PARTS OF THE EXERCISE:
1 – Quote the forum summary on geodesic distances word for word, everything from "4)Something to consider: shortest" down to "of length 2?".
2 – In the listing, switch "gray hood" to "gray hooded sweatshirt" everywhere from the line containing "[locate] the white football" down to the end of the listing, leaving everything else unchanged. Return only those lines.

SELECTED TEXT:
>> Start

Provided below is a summary of the responses I received to the following
post:

Original post: (to SOCNET on 5/19/07)

I have computed the geodesic distances for all possible dyadic combinations
of actors in a network. The network is not completely connected and thus for
some dyads, there is no path between them. Theoretically, the geodesic
distance between two such actors is infinity. One approach would be to drop
dyadic observations with an infinite path length from my analysis and treat
them as missing data. However, I am looking for suggestions about assigning
an actual value for distance (or a transformation thereof) for such dyads so
they do not fall out of my analysis. I would appreciate any and all help
from the list. Thanks.

Responses

1) ...from a mathematical point of view, the distance between disconnected
nodes is actually undefined rather than infinite. But inserting infinity
certainly works well enough. The other popular values are N (i.e., one more
than maximum distance possible in a graph with n nodes) and D+1 (where D is
the max diameter of any component).

2) One strategy is to use N+1 (where N = number of nodes in graph); this
will not change the median value much, and allows you to keep the dyad in

3) When I deal with disconnected graphs and distance, I often invert the
distance, because an infinite distance then becomes 0, while a distance of 1
stays as 1 (a distance of 2 is 0.5, 3 is 1/3, etc...).

4)Something to consider: shortest path length may not be the right metric.
If A and B are connected by 37 distinct paths of length 2, is that a closer
association than if A and B are connected via exactly one path of length 2?

5) While analytically, I think you want to be careful about the implications
of dropping infinite distances, I have found it useful for graphing and
similar applications to assign an arbitrary distance of n (the number of
nodes/actors), since the maximum width of a connected graph is n-1. Plotting
infinity, or things like average distance, become incalculable when
infinities are present.

6) In a regression framework, you could create dummy variable for various
distances (e.g., geo distance<3, 3<= dist < 5, etc) and then simply create a
dummy variable for "more than X," where X is the observed maximum. Then, you
could include the pairs in a data set without worrying that you have falsely
assumed a finite distance. The maximal distance is simply a categorical
variable.

Corey Phelps, PhD
Asst. Professor, Management & Organization

>> End

SUPPLIED INFORMATION:
>> Start

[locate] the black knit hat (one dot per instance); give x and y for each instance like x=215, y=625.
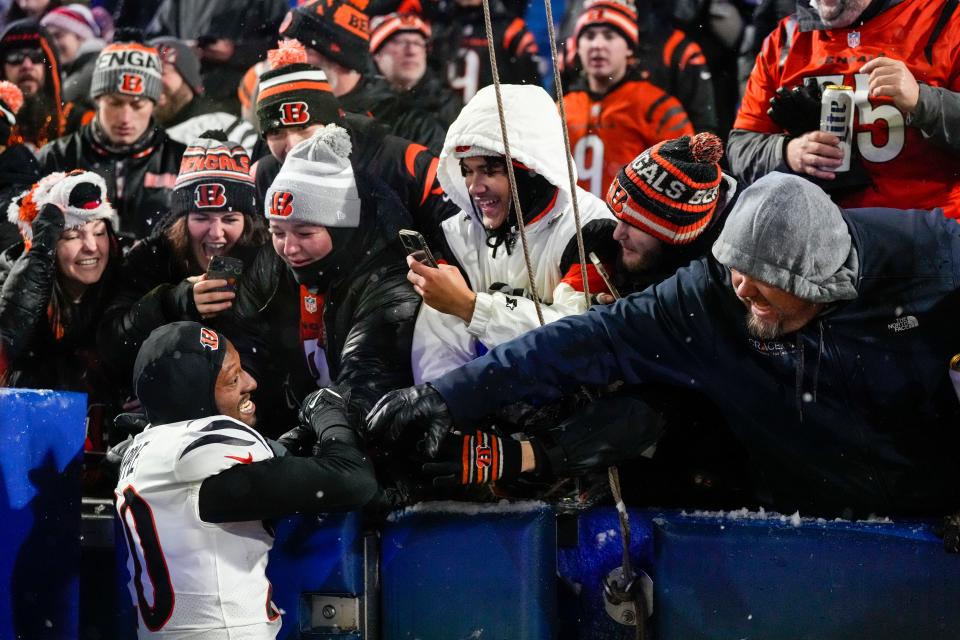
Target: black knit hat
x=293, y=93
x=182, y=57
x=176, y=370
x=670, y=190
x=338, y=29
x=214, y=177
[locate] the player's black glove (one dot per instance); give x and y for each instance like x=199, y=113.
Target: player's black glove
x=322, y=409
x=797, y=110
x=421, y=406
x=47, y=228
x=476, y=458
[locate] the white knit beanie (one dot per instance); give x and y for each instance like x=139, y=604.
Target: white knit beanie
x=316, y=184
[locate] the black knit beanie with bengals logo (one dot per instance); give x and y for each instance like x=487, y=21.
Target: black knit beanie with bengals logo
x=294, y=93
x=176, y=370
x=670, y=190
x=214, y=177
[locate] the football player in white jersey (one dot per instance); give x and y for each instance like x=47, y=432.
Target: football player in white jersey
x=196, y=483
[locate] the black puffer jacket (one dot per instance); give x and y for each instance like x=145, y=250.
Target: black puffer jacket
x=36, y=356
x=373, y=96
x=368, y=316
x=139, y=177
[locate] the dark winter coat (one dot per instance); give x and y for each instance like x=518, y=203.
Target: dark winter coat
x=373, y=96
x=853, y=414
x=152, y=291
x=368, y=316
x=139, y=177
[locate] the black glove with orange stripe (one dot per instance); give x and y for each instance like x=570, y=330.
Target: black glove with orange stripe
x=476, y=458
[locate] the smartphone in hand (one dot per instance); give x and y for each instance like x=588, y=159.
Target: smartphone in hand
x=225, y=268
x=416, y=246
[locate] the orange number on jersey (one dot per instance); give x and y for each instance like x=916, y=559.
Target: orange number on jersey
x=867, y=114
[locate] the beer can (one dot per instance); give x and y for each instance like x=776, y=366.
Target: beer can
x=836, y=117
x=955, y=374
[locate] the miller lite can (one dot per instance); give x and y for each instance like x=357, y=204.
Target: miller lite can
x=836, y=117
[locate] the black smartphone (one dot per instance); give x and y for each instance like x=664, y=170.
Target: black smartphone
x=225, y=268
x=416, y=246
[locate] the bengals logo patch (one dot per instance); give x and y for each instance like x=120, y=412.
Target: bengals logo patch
x=281, y=204
x=131, y=83
x=210, y=195
x=294, y=113
x=209, y=339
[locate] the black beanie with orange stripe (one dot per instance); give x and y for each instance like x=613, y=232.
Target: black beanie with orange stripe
x=670, y=190
x=294, y=93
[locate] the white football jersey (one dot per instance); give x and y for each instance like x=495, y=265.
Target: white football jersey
x=189, y=578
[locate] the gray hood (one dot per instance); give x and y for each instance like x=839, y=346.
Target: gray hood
x=786, y=232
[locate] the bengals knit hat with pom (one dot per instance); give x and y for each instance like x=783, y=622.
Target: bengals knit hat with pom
x=316, y=184
x=670, y=190
x=293, y=93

>> End

SOLUTION LIST:
1 –
4)Something to consider: shortest path length may not be the right metric.
If A and B are connected by 37 distinct paths of length 2, is that a closer
association than if A and B are connected via exactly one path of length 2?

2 –
[locate] the white football jersey (one dot per instance); give x and y for each instance like x=495, y=265.
Target: white football jersey
x=189, y=578
[locate] the gray hooded sweatshirt (one dot per instance); give x and y for each instance like x=839, y=346.
Target: gray hooded sweatshirt
x=786, y=232
[locate] the bengals knit hat with pom (one dot per instance); give x and y for each instance like x=783, y=622.
Target: bengals knit hat with pom
x=316, y=184
x=670, y=190
x=293, y=93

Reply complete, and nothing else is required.